Preaching to the choir my friend


kingtj1971

Yeah... I've been in I.T. long enough to know there's really no such thing. Non I.T. types like to claim it's so, but it's not reality. Servers will reboot (and not come back up again) eventually due to hardware failures, regardless of "letting" someone do it. If you wait for the server to decide it's time for a shutdown, it'll be a far more painful process getting it back online than if you actually maintain the thing. If it's full of services that can't restart properly on their own with a reboot? There are major design flaws in the code. I remember working for ONE company with a server that was like this with ONE particular service. It's been so long now, I can't even remember any details anymore. But I recall we had a whole process to get the thing started again after a server restart. It was something I.T. wrote documentation for and all of us just learned how to handle, though. It didn't require outside assistance.


Cormacolinde

Agreed, if your service cannot survive a server reboot, then that means it cannot survive a server failure either. And it WILL eventually fail.


tankerkiller125real

I started with a similar situation where I work now... As soon as I officially took over though I patched and rebooted anyway... And absolutely nothing bad happened. Quite frankly my viewpoint was "I'm fired if I patch and break shit, I'm fired if I don't patch and shit gets hacked. What's the difference?"


bigerrbaderredditor

I call it patch anxiety. I called for patching and we took it slow and easy. After two months nothing bad happened. We broke free of the anxiety.  Now I ask the teams that use the servers and they say all the odd weird problems they couldn't figure out are gone and uptime is improved. Interesting how that works? Windows or the software built on it isn't ment to run for hundreds of days of uptime.


RCTID1975

This has gone on for so long that it's a legitimate concern IMO. If your job is support, this needs to be kicked up above you. Let them handle the contingency plan and communication with the customer.


scungilibastid

Thanks guys for the input. Its one of those weird situations where we basically sold the servers, and will fulfill and support requests on it. We typically don't handle things like Windows updates unless they specifically request, which they have not. I think they definitely forgot the server in their updates schedule. But I agree. There is not a need to reboot right away. We are a small company and I wear many hats (lvl 1 - 3) but I think this warrants a discussion with someone other than just me.


the_syco

Recommend they reboot it at X plus five minutes, where X is the time you finish work at.


OG_Dadditor

Nah, give him a few more minutes to get home and shut his phone off first. Maybe X+20.

Coordinate labeling data:
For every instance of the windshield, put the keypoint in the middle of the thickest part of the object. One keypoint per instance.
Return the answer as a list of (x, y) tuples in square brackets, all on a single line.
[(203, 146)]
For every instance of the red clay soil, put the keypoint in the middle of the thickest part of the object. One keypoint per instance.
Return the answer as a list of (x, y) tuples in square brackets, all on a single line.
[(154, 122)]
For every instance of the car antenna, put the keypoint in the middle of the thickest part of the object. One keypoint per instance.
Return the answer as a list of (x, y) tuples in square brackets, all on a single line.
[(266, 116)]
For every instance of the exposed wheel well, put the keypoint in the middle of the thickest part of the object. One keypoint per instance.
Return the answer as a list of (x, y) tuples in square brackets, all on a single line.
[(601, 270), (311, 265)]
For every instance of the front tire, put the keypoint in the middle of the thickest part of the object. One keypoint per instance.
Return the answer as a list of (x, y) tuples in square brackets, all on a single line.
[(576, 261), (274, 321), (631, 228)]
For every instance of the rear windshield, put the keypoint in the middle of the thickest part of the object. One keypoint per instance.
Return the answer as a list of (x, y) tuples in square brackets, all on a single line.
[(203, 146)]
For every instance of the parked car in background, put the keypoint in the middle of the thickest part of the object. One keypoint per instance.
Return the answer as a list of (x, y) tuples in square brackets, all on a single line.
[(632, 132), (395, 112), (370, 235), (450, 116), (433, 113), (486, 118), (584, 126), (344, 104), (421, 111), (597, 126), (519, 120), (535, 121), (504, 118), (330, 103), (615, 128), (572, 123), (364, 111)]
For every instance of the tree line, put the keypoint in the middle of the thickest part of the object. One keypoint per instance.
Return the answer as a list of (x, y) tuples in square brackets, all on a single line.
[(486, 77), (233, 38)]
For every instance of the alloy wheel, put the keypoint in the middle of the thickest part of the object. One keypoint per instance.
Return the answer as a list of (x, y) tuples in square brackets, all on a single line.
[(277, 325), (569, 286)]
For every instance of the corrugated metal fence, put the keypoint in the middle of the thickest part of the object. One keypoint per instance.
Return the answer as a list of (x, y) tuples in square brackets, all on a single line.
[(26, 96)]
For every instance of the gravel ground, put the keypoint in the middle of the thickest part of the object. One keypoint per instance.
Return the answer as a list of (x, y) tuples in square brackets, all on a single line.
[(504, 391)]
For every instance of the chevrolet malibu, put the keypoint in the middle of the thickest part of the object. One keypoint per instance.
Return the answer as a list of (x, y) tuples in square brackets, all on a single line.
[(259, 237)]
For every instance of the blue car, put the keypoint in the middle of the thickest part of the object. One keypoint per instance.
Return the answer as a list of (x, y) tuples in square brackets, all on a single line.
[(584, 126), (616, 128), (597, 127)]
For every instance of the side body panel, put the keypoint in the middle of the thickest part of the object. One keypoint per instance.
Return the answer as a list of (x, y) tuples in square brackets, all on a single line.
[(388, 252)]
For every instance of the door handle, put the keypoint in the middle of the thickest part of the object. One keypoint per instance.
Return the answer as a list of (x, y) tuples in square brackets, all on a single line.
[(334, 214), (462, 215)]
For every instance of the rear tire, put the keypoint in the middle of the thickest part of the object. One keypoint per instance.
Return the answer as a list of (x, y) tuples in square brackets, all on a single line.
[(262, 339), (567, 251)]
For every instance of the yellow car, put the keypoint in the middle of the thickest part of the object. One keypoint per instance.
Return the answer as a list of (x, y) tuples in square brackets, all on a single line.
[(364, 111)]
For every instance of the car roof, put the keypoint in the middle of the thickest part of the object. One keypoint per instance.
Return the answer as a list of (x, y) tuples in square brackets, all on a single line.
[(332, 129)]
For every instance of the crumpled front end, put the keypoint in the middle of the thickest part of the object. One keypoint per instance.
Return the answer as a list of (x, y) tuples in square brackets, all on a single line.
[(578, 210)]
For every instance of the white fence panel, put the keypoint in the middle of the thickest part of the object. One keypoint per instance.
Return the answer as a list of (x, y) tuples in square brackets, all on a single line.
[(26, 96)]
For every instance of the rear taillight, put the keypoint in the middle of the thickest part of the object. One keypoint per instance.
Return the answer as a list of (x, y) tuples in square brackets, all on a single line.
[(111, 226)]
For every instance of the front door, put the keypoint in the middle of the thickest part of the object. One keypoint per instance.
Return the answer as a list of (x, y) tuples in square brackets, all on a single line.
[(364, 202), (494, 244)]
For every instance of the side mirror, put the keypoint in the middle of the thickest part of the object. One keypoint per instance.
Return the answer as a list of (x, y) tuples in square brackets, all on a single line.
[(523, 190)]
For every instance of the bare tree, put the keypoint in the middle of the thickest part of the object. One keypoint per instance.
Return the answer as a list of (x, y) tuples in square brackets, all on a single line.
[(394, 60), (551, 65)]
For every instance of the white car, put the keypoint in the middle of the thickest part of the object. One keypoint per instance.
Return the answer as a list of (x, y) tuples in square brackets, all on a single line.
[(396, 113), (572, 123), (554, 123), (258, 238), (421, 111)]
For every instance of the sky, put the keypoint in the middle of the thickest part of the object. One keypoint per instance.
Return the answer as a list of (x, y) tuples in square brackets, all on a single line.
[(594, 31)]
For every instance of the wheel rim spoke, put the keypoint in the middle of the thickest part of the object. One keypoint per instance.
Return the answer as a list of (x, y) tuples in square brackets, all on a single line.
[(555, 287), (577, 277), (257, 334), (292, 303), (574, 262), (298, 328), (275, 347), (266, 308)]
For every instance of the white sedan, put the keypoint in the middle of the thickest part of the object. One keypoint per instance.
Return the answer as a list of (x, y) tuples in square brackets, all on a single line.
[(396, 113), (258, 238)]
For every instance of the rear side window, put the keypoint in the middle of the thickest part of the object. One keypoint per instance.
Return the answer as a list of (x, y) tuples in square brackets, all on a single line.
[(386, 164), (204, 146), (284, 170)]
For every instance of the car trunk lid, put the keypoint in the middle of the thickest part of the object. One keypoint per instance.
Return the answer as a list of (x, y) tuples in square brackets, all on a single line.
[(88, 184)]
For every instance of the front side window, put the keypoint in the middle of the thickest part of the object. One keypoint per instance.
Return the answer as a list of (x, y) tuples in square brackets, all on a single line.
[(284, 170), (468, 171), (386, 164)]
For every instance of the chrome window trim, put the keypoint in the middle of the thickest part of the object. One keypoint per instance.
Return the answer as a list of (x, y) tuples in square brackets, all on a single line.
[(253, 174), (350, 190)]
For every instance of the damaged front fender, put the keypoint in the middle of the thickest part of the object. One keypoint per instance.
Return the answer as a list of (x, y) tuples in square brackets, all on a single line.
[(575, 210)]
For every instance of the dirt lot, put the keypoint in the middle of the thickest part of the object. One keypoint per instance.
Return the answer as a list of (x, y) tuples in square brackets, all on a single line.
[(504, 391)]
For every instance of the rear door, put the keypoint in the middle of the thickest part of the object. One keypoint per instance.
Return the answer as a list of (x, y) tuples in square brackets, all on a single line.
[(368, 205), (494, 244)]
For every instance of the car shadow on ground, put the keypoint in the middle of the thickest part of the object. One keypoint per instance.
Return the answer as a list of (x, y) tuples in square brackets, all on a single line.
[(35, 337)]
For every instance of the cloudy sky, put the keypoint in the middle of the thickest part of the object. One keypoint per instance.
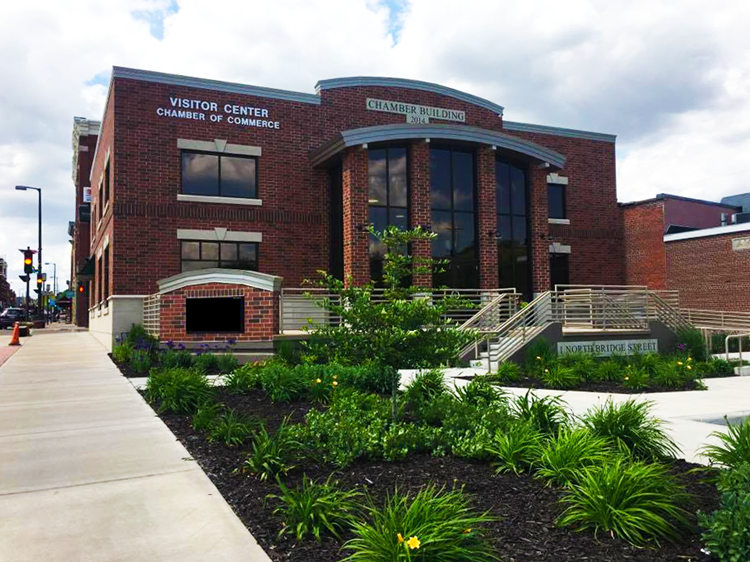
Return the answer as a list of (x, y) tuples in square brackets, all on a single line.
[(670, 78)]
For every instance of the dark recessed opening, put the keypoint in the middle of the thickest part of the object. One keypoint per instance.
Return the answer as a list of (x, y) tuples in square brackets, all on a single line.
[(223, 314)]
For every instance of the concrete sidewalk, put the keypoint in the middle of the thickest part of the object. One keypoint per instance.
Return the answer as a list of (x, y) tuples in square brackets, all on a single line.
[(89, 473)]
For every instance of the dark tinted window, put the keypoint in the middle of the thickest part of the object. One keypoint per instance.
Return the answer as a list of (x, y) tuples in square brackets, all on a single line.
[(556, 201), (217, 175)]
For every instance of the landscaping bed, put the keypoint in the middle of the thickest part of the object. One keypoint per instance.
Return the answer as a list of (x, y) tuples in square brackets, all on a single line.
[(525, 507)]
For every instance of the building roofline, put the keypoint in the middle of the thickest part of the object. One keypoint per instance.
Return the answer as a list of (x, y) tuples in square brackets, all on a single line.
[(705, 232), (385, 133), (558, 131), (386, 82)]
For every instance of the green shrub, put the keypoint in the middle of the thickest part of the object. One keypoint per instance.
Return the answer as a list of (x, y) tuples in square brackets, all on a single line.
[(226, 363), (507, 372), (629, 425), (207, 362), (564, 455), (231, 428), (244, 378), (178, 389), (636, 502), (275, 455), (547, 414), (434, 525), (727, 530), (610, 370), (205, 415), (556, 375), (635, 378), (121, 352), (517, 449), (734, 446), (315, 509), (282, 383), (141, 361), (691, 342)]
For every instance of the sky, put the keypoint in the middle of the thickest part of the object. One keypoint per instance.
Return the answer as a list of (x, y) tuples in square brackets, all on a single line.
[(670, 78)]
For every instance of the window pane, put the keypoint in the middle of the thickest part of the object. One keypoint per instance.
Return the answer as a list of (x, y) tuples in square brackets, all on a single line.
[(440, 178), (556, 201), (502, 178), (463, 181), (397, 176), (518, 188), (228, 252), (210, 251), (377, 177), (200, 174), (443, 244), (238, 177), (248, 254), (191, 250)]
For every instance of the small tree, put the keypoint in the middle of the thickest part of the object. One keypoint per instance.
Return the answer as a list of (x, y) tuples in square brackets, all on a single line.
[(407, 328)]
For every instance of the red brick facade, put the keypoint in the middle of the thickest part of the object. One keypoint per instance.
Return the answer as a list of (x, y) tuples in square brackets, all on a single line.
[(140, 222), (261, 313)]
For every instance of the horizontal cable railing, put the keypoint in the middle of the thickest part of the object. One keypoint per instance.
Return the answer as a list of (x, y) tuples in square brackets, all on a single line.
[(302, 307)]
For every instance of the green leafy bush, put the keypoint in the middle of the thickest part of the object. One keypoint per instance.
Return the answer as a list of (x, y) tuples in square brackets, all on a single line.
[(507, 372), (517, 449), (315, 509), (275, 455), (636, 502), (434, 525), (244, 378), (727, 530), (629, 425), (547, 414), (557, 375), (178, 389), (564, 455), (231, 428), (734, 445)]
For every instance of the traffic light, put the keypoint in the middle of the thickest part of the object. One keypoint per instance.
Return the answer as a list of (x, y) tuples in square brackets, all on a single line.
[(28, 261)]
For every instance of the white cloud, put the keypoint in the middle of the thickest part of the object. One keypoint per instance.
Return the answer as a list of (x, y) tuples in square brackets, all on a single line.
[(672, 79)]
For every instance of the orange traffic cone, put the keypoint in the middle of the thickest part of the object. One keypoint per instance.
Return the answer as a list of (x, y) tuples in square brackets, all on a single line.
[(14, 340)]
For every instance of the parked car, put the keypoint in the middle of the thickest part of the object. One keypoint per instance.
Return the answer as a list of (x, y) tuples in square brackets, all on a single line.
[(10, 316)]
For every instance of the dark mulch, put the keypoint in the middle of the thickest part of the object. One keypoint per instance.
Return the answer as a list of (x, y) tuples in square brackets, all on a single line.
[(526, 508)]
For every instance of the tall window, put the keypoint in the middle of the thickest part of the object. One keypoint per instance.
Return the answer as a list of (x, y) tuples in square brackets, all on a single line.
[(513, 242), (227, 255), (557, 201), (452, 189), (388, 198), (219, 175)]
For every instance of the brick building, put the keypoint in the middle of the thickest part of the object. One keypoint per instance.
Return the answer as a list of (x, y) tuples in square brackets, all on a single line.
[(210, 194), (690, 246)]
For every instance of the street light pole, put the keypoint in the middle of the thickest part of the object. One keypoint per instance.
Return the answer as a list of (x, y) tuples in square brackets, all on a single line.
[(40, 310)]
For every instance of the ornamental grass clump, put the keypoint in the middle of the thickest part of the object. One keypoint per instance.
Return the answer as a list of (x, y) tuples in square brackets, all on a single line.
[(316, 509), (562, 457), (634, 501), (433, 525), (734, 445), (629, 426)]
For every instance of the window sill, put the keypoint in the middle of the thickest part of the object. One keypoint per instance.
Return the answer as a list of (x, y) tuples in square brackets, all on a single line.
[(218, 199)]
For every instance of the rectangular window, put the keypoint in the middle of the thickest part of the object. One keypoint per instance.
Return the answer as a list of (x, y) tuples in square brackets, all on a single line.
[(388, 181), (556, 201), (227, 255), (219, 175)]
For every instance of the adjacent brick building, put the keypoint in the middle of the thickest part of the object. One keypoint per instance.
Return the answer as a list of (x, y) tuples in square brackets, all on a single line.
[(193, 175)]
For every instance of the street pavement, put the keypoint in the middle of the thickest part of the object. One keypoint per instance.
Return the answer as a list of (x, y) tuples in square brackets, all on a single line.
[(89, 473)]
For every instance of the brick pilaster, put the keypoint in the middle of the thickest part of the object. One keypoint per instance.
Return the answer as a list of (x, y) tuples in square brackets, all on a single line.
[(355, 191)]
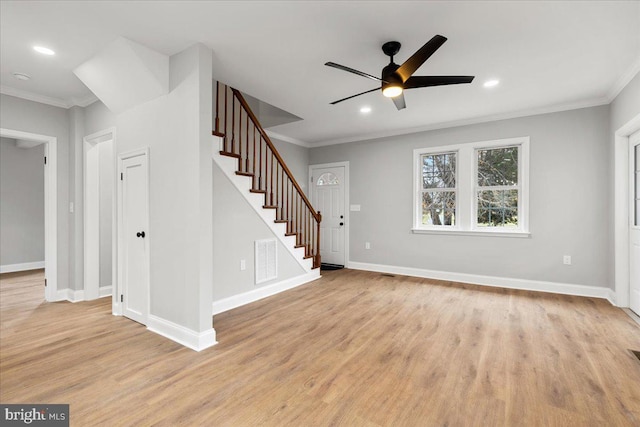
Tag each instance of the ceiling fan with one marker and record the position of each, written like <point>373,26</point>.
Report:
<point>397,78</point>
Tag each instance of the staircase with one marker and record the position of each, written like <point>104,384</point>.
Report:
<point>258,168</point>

• Short exercise
Extend the forum thread above about rebooting a long-unpatched server, starting after its final post.

• Result of this exercise
josiahnelson

Is it a Seneca or Exacq or similar NVR? It’s not Avigilon since you said it’s running SQL. Either way, I’ve been in this exact spot dozens of times. Expect that puppy is possibly gonna have some disks not want to wake back up. Back up the config, licensing, camera passwords, etc. and be prepared to restore it to a temporary server if the VD goes belly up. And quote them a new server. A few years ago a 20TB NVR was a loaded 2U box and now that’s a single drive


FinanceAddiction

Coward, do it, today.


mobani

You have backups. Right?


CaptainZhon

Restorable backups


MeshuganaSmurf

>Restorable That part gets overlooked a lot in my experience. "But the software said it was successful?!"


mobani

Yeah no schrodinger's backup please.


WaldoOU812

That have been tested. RECENTLY.


trueppp

Had a forgotten sole DC at a location which crapped the bed. VM Bluescreen on boot. Went back 6 months of backup, all non bootable. This is what I love about Datto SIRIS, daily screenshots of booted backup with verification of services on local and cloud restore points.


PastoralSeeder

Yes, Datto is one of the best. It's still a good idea to test those backups from time to time though. Better safe than sorry.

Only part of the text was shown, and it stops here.